__Исходный документ__:
⟨

В другой теплушке ехали все остальные, человек двадцать пять.

Погрузились мы ночью, а тронулись только на следующее утро. Всю ночь стояли на путях, а на соседних путях стоял штабной поезд генерала Деникина. Не знаю, был ли он сам в своем поезде, но в одном из вагонов, у тамбура которого стояли два зверского вида часовых казака с шашками наголо, всю ночь шел кутеж, и несколько пьяных офицеров пытались, узнав, что в теплушке актеры, проникнуть к нам. Но Берсенев и Массалитинов убедили их, что в вагонах только старики и дети, и они отстали. Долго наши вагоны таскали, толкали, цепляли и отцепляли, пока уже совсем под утро, на рассвете мы двинулись.

Ехать было, пожалуй, даже весело: пели, играли в «почту» — провели между вагонами веревку и пересылали по ней письма от теплушки к теплушке. Переписка шла в стихах — у нас было два поэта, Комиссаров и Василий Иванович; у них — Краснопольская и Калитинский (муж Германовой, профессор археолог). Печка топилась, солнце светило, было тепло…

Александров обнаружил в одном из мешков дырку, набрали через нее крупчатки, у Бодулиной оказалось подсолнечное масло. Решили печь пресные блины — ведь была масленица. На частых и долгих остановках ходили друг к другу в гости. Настроение почему-то было неплохое — впереди было интересное морское путешествие, а там Тифлис, где сейчас «вся Москва» и «весь Петербург».

⟩

Записи с разметкой координат:
⟨

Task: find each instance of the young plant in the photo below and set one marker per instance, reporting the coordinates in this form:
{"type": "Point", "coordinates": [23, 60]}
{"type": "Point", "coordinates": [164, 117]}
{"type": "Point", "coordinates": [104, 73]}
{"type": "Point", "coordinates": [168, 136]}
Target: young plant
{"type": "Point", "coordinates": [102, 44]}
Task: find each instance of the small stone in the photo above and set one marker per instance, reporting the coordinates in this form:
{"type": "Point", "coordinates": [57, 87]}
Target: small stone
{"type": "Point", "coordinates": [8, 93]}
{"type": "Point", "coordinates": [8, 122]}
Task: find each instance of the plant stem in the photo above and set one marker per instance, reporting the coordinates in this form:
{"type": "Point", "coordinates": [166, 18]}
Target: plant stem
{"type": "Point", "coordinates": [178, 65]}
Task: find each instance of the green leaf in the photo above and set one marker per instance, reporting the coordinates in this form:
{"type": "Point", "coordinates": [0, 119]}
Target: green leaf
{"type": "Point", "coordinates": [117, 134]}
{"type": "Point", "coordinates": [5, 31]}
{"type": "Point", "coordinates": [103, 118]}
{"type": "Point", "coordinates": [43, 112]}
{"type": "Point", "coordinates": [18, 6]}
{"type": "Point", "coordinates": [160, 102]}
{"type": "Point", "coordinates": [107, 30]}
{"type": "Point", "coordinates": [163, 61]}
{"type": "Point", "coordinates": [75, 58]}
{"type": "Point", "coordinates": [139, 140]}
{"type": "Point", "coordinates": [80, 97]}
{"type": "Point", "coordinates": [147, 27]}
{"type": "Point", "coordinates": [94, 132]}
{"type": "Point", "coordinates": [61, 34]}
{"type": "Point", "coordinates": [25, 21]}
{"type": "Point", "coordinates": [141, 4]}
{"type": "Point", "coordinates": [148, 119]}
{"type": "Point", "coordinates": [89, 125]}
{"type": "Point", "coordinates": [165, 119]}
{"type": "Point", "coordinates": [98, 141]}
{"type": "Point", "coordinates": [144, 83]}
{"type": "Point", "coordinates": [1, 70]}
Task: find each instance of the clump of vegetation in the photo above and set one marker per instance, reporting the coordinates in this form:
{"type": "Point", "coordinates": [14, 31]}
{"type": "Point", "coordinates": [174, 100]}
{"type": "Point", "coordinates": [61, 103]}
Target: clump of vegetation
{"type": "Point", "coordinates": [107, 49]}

⟩

__Задание A__: Перечислите всех, кого рассказ о поездке в теплушках называет авторами стихотворной переписки между вагонами.
__Задание B__: Переведите на английский предложение из рассказа о поездке в теплушках: «Решили печь пресные блины — ведь была масленица.»
__Задание C__: Пожалуйста, продолжите рассказ о поездке в теплушках с того места, где он заканчивается.

__Итоговый ответ A__: Комиссаров, Василий Иванович, Краснопольская, Калитинский

__Итоговый ответ B__: We decided to bake unleavened blini, since it was Maslenitsa.

__Итоговый ответ C__:
Через сутки, утром 25‑го, прибыли в Новороссийск. Берсенев просил всех не отлучаться, всем оставаться в вагонах, которые загнали на запасные пути, а сам с Леонидовым и его помощником побежал в порт узнавать о ближайшем рейсе на Батум.

Мы спокойно ждали. В город уходить было запрещено: «А вдруг сегодня же посадка, где вас искать?» Ходили на вокзал, на рынок подле него. Покупали кое-какую еду, что-то варили и жарили на печурках в вагонах.

Начальство вернулось только к вечеру. Ни одно пароходное общество никаких обещаний не дает. Русские общества все военизированы — будут перевозить войска и учреждения в Крым. Иностранных никаких пароходов пока не ждут, а если и будут, то только для вывоза иностранцев и тех русских, которые связаны с иностранными экспортерами или фирмами, торгующими с заграницей. Для группы актеров, которая не в состоянии оплатить фрахт валютой, никакой надежды нет.

Берсенев, конечно, на этом не успокоился. Он на другой день начал все снова. Одни планы сменялись другими, но мы все знали, что здесь мы не останемся, что-нибудь он да придумает.

За одним днем наступил другой, третий… С утра до вечера Берсенев и его помощники пробивали эту страшную стену. Возвращались измученные, еле держась на ногах, но не теряя веры и надежды. Берсенев даже находил в себе силы в коротких словах рассказать, что удалось узнать, сделать, какие есть надежды, какие надежды рухнули.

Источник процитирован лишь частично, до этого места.